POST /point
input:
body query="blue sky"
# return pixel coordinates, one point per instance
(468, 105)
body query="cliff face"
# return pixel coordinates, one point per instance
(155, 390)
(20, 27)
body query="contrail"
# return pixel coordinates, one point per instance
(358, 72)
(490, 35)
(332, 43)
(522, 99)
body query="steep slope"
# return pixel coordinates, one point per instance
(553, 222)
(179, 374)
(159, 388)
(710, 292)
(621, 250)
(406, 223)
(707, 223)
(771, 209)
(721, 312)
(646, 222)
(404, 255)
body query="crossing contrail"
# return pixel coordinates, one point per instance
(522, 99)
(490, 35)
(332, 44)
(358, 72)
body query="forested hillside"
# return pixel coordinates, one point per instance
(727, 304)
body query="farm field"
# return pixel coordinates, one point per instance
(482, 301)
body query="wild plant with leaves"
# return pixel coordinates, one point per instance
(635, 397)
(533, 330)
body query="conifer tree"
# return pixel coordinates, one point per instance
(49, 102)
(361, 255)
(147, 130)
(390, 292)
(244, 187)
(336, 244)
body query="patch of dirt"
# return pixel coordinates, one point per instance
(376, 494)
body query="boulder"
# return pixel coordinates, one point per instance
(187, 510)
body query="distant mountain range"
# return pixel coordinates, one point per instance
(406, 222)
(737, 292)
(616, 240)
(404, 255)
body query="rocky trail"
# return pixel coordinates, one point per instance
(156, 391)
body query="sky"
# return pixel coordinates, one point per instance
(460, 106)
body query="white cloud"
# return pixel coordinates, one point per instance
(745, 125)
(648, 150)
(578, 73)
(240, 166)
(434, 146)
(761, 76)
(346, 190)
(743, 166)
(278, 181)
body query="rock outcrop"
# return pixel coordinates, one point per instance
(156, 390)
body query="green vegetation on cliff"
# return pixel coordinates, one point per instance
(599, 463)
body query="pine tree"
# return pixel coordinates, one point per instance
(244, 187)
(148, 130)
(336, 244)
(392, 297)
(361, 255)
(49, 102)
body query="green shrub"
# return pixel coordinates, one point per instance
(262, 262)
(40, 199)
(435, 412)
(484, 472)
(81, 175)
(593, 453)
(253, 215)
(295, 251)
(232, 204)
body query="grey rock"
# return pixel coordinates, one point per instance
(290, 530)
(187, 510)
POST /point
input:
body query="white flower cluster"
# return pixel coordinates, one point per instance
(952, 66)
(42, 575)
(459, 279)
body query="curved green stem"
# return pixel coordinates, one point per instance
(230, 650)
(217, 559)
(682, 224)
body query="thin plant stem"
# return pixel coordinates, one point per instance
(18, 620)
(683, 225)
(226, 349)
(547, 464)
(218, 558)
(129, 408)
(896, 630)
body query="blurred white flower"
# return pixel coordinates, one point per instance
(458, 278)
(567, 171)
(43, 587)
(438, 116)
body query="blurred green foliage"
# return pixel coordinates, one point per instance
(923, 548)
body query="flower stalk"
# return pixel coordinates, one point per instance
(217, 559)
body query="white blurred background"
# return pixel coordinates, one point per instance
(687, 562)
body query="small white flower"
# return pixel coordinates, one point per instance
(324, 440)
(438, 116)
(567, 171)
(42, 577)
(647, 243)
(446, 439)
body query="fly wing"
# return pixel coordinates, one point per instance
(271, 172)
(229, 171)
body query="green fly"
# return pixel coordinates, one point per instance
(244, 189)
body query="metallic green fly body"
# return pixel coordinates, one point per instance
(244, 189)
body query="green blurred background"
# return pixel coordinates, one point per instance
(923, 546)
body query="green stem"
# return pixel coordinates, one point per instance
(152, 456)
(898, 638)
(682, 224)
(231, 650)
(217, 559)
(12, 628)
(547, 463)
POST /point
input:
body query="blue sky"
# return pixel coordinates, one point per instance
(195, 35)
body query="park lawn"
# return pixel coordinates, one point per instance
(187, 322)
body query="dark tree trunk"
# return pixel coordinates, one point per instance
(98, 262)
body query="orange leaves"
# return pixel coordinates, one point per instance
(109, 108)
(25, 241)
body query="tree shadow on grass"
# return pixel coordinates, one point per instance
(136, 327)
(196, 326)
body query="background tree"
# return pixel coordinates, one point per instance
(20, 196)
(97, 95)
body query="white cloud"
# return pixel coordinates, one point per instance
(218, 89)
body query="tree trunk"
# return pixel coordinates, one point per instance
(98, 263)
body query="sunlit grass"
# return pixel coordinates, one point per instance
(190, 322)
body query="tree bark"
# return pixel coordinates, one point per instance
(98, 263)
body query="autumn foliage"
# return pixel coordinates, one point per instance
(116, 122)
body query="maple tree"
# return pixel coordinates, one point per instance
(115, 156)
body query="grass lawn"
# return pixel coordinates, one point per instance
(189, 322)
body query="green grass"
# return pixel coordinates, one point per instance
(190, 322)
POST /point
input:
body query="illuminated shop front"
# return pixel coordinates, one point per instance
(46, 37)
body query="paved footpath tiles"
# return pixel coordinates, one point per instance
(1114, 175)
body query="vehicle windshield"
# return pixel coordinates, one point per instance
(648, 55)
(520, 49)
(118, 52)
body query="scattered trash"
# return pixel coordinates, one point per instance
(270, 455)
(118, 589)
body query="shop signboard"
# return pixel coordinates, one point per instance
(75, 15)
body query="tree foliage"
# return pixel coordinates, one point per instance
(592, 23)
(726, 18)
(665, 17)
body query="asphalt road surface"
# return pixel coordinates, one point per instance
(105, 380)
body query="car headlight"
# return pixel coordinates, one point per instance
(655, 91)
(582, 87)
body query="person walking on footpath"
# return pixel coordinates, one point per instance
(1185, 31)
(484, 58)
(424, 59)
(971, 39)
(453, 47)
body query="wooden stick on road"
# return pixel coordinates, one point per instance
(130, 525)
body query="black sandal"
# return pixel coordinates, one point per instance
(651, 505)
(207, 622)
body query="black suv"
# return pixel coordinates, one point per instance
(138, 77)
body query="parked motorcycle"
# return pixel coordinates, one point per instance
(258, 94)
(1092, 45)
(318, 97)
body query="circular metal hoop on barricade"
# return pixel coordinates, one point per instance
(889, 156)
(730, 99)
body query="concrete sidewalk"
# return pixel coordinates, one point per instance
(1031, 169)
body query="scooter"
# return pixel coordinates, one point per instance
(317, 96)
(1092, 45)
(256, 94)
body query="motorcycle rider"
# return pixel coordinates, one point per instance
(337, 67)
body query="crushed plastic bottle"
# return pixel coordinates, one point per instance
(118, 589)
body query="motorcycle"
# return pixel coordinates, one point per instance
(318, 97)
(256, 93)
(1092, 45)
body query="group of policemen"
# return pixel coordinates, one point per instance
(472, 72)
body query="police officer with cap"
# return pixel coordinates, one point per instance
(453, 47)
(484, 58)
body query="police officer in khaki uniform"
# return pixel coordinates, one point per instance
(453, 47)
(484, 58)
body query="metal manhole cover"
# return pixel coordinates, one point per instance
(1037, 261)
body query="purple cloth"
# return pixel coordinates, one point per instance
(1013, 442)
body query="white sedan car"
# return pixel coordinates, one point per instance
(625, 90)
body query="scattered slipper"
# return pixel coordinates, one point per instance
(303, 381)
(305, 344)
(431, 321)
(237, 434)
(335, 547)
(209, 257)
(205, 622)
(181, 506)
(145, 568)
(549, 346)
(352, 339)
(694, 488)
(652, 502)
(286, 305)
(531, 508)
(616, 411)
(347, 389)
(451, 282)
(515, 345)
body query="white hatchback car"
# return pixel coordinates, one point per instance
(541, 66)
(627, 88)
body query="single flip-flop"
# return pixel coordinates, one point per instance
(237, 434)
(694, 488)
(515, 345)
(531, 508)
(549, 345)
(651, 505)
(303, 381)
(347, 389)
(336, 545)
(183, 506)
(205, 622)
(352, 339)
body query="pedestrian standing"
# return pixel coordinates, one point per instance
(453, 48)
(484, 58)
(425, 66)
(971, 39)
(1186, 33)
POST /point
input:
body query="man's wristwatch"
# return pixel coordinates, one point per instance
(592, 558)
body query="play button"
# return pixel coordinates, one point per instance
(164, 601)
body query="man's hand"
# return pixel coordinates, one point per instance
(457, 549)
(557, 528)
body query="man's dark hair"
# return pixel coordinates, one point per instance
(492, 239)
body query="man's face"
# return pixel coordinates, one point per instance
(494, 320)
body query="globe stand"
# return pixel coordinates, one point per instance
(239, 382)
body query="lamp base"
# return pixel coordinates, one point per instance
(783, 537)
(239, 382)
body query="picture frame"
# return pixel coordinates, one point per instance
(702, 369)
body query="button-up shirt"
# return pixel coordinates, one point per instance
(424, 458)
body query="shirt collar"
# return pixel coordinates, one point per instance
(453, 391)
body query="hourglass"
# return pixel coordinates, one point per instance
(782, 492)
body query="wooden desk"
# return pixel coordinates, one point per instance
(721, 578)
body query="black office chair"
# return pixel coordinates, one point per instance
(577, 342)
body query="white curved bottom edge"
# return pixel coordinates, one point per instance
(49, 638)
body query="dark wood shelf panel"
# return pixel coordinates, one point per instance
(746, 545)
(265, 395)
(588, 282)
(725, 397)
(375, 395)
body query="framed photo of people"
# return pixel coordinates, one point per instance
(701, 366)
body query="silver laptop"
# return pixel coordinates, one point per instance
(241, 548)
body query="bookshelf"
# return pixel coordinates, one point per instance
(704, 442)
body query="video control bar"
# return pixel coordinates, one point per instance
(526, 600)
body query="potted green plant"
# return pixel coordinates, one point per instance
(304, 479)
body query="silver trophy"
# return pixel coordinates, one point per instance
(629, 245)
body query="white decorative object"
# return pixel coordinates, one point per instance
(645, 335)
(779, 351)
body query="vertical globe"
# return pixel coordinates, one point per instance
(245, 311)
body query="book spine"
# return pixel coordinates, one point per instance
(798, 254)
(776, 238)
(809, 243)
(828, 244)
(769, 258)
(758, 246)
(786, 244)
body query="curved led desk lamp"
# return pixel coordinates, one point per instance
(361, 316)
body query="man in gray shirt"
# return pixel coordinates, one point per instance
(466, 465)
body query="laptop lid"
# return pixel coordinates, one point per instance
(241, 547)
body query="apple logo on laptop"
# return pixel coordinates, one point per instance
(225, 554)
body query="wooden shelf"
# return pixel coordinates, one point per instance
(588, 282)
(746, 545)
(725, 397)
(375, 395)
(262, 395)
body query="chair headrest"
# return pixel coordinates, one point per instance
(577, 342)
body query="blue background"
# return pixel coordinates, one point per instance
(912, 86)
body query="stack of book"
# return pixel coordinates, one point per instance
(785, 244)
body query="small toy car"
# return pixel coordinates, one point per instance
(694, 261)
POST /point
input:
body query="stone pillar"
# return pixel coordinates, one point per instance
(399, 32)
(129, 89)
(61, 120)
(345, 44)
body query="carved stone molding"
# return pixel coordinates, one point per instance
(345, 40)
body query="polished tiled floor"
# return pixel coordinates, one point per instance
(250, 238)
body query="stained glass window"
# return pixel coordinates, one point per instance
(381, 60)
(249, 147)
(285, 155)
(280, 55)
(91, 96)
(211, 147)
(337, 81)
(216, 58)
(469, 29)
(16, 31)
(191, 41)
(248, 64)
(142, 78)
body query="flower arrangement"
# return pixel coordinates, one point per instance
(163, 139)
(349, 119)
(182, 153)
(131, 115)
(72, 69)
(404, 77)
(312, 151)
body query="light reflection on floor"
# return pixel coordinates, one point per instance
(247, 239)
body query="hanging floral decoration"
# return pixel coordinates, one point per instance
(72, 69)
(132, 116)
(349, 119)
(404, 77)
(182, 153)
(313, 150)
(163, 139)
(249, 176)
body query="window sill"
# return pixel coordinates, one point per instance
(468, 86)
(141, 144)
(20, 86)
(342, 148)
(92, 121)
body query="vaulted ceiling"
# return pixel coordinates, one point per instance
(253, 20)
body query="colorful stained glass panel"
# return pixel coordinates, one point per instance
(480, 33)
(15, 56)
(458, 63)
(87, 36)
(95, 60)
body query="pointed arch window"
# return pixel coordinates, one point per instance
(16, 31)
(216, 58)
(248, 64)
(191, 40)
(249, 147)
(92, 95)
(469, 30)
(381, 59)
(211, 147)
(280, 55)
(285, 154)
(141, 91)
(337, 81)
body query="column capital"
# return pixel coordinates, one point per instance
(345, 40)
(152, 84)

########

[TASK REQUIREMENTS]
Find the string "silver" in the material above, and report every line where it occurs.

[ANSWER SPACE]
body query="silver laptop"
body query="silver trophy"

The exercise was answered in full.